EXERCISE: Output all the entries below. Each must match exactly.

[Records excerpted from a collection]
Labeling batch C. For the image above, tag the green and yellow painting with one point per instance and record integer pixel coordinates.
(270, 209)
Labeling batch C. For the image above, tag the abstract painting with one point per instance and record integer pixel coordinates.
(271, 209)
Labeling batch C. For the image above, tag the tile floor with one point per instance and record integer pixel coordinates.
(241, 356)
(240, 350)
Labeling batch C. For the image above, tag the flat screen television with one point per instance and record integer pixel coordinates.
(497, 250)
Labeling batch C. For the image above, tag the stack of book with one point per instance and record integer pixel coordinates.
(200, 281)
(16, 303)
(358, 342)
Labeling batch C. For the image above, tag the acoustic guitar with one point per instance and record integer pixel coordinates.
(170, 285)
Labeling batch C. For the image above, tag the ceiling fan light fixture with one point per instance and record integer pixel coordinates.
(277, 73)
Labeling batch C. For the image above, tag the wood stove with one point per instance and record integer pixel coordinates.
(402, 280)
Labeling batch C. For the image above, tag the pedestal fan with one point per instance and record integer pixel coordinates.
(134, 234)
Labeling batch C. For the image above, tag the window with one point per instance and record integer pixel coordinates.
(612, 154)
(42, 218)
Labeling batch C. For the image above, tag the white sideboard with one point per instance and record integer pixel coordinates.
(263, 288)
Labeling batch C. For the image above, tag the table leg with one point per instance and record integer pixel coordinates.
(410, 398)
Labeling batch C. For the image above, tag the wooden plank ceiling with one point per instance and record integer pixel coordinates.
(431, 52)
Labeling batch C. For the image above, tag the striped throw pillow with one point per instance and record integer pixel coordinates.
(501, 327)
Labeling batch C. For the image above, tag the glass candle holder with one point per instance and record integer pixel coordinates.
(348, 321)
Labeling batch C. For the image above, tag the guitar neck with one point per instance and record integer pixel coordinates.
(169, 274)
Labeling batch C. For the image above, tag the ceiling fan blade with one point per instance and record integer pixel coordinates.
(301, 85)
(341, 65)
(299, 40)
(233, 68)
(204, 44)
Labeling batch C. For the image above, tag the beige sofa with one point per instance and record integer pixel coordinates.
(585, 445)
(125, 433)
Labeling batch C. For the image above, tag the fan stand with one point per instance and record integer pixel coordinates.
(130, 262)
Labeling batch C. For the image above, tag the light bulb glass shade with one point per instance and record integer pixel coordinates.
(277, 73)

RESULT OF THIS TASK:
Labeling batch C. For the image above, tag the green and yellow painting with one point per instance and record integer pixel coordinates.
(270, 209)
Labeling batch C. For the image above, tag the abstract painting with one point per instance and record integer pixel coordinates.
(271, 209)
Labeling batch C. For the image above, tag the tile floor with one point per instance and record integer pixel coordinates.
(241, 356)
(240, 350)
Labeling batch C. For the image above, tag the flat screen television with one point per instance and record integer pixel coordinates.
(497, 250)
Labeling batch C. For the image above, tag the stack of book with one point per instance and record integer pixel coordinates.
(200, 281)
(16, 303)
(358, 342)
Labeling batch C. For the image above, tag the acoustic guitar with one point per instance and record integer pixel coordinates.
(170, 285)
Labeling batch C. For the image above, tag the ceiling fan light fixture with one point per instance and record integer pixel coordinates.
(277, 73)
Labeling batch C. For the image above, tag the wood stove with one point per instance and record integer pixel coordinates.
(402, 280)
Labeling batch C. For the image above, tag the pedestal fan with one point per instance and record integer pixel coordinates.
(134, 234)
Labeling batch C. For the image above, tag the window with one point per instance and record integer pixel coordinates.
(612, 154)
(42, 218)
Labeling batch C. For the image above, tag the white sideboard with one point per instance and record integer pixel coordinates.
(263, 288)
Labeling batch C. For the image above, tag the table leg with one point per instance and record integer pixel coordinates.
(410, 398)
Labeling batch C. For the image above, tag the wooden plank ceiling with one point per instance and record integer pixel coordinates.
(431, 52)
Labeling batch C. For the image above, tag the striped throw pillow with one point per instance and record integer pixel coordinates.
(501, 327)
Labeling batch C. For the image above, tag the glass candle holder with one point per instance and record integer pixel coordinates.
(348, 321)
Labeling batch C. For the image above, tag the guitar neck with one point per instance and record integer pixel coordinates.
(169, 274)
Labeling batch C. For the image above, tag the ceiling fan blade with one point per instance and record integer pixel coordinates.
(301, 85)
(341, 65)
(299, 40)
(233, 68)
(204, 44)
Labeling batch C. For the image above, tag the beige sofa with one point per instance and record integer pixel coordinates.
(585, 445)
(125, 433)
Labeling batch C. For the image above, tag the fan stand with one point per instance and record integer pixel coordinates.
(130, 262)
Labeling batch C. For the image above, tag the light bulb glass shade with one point per instance and record integer pixel coordinates.
(277, 73)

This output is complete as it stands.